Please output exactly the run of lines that starts at the line with "the chimney pot" and ends at the last line of the records below.

++++ Data rows ++++

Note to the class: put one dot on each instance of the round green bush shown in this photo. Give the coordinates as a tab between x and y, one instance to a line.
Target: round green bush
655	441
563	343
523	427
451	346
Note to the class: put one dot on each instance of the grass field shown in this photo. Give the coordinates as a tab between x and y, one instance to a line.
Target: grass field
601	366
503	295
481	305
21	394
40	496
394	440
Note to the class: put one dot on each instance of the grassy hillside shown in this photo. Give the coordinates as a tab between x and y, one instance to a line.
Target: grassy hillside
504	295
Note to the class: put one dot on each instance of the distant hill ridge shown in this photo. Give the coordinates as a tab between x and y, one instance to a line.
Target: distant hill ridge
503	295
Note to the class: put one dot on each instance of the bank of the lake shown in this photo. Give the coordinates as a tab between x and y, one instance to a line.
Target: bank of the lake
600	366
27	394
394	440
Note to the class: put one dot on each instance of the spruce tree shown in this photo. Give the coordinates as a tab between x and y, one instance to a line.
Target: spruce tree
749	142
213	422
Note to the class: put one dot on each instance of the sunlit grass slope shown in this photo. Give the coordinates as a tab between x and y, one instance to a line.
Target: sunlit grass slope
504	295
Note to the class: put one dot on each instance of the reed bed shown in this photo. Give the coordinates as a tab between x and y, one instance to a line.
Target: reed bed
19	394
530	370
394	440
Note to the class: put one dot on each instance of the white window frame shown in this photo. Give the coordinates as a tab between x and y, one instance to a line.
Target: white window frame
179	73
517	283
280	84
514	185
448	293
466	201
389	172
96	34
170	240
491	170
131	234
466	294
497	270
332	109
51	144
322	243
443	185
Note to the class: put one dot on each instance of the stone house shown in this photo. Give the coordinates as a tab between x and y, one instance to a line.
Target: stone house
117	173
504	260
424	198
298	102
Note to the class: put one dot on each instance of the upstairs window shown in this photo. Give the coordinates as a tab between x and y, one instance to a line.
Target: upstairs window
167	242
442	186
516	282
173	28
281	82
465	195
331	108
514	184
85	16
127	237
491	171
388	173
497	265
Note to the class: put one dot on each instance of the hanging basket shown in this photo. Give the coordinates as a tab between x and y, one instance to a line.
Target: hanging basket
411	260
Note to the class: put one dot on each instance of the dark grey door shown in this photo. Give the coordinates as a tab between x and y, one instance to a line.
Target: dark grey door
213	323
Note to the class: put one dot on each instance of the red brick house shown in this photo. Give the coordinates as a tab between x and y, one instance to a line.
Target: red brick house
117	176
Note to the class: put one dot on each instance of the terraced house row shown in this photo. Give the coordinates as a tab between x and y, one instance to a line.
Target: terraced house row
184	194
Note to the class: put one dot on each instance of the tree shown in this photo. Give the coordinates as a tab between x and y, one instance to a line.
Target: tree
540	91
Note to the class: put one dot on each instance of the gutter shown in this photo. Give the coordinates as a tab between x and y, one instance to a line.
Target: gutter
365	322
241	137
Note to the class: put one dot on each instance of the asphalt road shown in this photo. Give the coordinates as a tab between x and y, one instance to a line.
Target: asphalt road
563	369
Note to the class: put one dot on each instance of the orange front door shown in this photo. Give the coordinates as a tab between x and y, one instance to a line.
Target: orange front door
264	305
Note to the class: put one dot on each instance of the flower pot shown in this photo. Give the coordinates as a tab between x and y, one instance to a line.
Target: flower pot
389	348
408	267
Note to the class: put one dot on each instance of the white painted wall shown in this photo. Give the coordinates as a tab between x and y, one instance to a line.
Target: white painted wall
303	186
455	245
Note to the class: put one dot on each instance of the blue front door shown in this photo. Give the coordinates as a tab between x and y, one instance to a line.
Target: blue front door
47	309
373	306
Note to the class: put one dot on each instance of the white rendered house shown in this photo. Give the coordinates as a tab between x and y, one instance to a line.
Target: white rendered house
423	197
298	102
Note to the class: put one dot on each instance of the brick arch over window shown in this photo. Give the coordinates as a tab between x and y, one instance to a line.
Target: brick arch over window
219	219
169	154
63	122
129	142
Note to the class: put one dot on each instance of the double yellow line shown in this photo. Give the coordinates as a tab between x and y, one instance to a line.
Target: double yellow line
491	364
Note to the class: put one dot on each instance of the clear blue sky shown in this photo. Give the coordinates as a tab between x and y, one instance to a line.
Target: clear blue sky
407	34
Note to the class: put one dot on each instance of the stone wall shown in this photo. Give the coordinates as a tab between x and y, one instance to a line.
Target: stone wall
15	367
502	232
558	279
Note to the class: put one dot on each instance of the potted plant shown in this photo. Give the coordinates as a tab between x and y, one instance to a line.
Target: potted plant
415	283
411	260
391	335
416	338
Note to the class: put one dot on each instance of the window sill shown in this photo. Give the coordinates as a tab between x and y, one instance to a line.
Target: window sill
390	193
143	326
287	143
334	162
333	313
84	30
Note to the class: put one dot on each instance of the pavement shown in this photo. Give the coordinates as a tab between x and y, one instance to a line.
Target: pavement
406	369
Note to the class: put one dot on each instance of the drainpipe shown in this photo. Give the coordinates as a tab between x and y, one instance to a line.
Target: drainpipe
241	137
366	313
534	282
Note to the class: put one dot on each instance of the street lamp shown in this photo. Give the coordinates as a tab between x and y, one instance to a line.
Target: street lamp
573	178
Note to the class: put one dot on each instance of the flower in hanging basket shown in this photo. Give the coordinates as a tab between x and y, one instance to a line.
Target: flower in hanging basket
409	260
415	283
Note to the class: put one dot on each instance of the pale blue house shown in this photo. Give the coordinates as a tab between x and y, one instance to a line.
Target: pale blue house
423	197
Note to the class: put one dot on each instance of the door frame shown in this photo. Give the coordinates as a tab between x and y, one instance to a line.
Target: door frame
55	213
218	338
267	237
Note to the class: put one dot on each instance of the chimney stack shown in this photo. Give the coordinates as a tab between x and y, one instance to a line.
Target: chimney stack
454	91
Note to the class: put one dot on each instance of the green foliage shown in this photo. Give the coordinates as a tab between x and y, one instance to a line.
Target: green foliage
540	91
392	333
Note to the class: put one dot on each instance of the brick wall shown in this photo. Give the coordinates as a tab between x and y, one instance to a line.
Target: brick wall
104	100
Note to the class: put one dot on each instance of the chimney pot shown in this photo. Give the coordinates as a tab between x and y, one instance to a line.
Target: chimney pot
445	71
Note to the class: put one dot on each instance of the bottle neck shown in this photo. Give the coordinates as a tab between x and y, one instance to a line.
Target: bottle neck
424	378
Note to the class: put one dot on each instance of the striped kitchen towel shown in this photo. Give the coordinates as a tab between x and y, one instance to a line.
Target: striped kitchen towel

++++

__Solution for this exercise__:
Note to the class: put one dot on each instance of the chimney pot shown in this photo. Give the coordinates as a tab between x and y, one instance to a line.
Target: chimney pot
445	71
Note to the class: put one dot on each instance of the bottle neck shown in this photo. Give the coordinates as a tab between x and y, one instance to a line.
Target: bottle neck
424	378
Note to the class: put one dot on each instance of the striped kitchen towel shown in this photo. Give the coordinates as a tab between x and y, one instance to a line.
Target: striped kitchen towel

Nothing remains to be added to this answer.